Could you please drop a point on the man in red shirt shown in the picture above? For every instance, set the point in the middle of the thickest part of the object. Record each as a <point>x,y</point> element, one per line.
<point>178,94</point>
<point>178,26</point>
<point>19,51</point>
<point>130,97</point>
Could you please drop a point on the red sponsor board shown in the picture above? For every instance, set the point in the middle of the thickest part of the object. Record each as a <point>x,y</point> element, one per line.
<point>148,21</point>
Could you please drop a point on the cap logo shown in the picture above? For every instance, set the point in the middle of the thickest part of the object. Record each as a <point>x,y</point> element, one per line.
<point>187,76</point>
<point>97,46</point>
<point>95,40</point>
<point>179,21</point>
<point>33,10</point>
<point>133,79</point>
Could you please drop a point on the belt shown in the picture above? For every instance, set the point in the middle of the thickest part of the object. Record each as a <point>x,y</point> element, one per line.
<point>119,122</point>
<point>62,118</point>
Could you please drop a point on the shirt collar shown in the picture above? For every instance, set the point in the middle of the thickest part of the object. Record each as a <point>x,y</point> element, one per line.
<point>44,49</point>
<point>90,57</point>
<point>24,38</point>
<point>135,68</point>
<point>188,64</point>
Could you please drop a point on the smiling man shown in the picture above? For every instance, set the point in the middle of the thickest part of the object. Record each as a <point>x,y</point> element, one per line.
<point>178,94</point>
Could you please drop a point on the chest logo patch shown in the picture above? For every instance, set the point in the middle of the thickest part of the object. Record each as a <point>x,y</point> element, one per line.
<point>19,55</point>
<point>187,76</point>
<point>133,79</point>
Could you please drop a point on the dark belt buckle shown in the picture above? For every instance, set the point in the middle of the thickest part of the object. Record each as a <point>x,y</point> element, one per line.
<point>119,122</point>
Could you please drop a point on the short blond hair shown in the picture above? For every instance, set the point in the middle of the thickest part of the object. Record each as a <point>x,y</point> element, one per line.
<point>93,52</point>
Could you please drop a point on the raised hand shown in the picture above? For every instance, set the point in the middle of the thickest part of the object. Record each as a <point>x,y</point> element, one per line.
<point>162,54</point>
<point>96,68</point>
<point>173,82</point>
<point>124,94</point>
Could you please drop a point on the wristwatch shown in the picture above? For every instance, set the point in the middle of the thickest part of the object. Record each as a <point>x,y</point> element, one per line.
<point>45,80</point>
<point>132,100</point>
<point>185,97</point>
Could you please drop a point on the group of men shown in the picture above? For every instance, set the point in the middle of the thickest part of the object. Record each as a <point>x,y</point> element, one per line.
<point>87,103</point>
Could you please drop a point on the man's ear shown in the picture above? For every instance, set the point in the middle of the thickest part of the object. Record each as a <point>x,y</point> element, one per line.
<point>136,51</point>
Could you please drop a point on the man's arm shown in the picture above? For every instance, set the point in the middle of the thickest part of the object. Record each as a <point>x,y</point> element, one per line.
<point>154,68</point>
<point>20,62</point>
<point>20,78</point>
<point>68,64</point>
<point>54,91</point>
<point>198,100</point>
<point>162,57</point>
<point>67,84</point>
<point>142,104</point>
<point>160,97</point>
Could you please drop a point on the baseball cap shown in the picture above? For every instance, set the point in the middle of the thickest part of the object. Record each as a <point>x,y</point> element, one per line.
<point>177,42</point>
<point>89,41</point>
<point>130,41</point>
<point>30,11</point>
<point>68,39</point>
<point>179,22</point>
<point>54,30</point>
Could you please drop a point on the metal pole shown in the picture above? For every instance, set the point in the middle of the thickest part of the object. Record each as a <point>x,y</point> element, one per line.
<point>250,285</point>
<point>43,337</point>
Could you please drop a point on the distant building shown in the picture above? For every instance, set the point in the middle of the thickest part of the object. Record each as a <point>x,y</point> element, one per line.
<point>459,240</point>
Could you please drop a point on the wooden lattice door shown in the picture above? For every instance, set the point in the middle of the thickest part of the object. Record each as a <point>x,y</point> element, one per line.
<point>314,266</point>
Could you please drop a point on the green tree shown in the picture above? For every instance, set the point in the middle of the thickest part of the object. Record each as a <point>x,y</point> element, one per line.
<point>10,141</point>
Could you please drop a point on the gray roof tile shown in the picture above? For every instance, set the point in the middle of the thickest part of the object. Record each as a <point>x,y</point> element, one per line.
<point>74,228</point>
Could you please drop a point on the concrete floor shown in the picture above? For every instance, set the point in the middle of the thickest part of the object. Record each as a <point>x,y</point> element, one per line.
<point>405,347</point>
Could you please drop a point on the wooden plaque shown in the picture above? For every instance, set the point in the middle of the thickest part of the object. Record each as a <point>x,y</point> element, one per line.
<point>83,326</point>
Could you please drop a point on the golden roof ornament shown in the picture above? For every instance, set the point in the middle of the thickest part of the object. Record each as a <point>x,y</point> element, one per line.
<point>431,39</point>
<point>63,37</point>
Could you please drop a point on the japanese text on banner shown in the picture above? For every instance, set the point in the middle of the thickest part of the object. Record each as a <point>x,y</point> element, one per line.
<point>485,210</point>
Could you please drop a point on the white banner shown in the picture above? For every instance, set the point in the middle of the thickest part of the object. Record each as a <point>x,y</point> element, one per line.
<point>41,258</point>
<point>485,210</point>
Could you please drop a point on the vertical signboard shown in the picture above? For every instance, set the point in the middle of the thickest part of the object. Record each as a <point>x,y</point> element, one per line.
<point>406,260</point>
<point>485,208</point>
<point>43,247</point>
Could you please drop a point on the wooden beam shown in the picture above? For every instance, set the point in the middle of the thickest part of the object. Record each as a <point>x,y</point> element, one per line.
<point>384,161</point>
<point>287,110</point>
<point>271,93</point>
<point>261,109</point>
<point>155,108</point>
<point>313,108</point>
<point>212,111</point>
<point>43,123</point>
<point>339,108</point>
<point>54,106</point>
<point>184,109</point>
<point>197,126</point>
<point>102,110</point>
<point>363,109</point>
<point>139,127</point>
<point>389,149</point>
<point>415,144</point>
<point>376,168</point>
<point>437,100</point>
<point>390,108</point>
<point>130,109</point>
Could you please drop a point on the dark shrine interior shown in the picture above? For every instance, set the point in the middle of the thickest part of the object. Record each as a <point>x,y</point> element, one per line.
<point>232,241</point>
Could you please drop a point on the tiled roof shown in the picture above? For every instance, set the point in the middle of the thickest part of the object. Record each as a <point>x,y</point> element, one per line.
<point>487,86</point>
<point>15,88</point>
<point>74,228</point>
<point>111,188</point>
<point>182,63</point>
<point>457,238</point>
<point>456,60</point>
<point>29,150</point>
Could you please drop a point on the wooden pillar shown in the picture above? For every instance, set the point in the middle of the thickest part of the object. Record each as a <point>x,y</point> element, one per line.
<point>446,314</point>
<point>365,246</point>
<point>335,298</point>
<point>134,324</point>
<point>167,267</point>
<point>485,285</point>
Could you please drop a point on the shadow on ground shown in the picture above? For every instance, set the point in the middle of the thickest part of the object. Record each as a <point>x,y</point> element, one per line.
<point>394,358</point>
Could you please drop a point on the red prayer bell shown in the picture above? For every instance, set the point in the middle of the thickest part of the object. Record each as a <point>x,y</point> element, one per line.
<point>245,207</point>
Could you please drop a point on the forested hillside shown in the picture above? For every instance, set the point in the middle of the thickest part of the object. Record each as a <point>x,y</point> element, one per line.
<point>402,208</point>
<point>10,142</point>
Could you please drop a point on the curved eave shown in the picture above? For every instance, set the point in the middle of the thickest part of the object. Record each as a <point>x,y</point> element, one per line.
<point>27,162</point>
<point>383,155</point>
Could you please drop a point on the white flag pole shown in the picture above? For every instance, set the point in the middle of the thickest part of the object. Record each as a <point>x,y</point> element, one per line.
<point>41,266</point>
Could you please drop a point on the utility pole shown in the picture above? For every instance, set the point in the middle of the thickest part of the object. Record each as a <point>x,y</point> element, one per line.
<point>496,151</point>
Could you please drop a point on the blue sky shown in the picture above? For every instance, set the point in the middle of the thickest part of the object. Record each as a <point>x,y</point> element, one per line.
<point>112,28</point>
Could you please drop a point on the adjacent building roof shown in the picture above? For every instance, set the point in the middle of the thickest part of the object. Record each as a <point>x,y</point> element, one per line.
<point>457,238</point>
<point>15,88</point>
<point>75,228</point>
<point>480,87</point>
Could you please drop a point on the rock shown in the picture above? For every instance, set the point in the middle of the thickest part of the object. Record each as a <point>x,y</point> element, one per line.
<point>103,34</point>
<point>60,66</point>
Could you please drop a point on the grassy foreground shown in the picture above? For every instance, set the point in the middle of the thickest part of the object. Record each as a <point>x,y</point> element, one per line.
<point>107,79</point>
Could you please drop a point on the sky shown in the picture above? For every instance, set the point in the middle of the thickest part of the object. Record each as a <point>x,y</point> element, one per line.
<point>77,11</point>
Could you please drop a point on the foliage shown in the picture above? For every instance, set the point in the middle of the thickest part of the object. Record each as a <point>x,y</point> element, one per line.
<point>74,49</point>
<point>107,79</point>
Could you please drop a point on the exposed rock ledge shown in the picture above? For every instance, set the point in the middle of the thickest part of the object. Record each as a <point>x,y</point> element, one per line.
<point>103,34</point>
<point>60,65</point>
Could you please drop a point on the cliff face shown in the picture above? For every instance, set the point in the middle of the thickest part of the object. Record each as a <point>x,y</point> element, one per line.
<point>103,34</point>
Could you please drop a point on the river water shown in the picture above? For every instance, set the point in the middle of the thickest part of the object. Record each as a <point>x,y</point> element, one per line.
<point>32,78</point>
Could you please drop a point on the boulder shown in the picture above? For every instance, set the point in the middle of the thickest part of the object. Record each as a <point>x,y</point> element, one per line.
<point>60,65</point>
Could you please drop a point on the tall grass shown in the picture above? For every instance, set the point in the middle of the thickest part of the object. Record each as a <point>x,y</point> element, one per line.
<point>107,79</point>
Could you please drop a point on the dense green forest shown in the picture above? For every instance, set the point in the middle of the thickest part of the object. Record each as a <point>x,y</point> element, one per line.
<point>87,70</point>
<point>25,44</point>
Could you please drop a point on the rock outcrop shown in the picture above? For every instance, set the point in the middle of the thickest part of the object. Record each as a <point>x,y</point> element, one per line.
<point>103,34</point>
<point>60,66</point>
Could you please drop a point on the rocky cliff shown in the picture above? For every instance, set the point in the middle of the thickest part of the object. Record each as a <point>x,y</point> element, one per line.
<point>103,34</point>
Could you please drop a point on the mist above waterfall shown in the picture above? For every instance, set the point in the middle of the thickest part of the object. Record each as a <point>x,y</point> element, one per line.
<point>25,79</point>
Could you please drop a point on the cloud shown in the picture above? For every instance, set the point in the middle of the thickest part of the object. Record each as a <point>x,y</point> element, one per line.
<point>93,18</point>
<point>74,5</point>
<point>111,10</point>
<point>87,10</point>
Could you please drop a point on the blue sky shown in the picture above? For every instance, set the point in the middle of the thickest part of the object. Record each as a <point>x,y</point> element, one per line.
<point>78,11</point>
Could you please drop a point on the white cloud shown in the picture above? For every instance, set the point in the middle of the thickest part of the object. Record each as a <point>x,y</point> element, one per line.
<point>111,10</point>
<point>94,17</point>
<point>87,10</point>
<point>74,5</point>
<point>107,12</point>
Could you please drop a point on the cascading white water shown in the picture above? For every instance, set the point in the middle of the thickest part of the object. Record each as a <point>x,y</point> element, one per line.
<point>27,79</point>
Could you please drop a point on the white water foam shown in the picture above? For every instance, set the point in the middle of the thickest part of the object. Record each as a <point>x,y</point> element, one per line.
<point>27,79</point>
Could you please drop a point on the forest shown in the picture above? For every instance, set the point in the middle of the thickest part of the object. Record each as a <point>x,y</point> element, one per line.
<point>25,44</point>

- - -

■ **What you are asked to do**
Where a line contains "Could you please drop a point on the cascading", begin there and output each line through the end of the data above, exactly; give no other lines.

■ **Task output**
Could you please drop a point on the cascading white water shown in the picture above? For every instance, set the point in the middle of the thickest part of the object. Record each as a <point>x,y</point> element, one per line.
<point>27,79</point>
Could you please drop a point on the white water foam shown in the picture above? For every instance, set the point in the middle of the thickest part of the object. Record each as a <point>x,y</point> element, one per line.
<point>27,79</point>
Could you please drop a point on the forest shown in the picture above? For every instance, set the point in the middle of the thickest part of the object. Record each as a <point>x,y</point> element, one per line.
<point>25,44</point>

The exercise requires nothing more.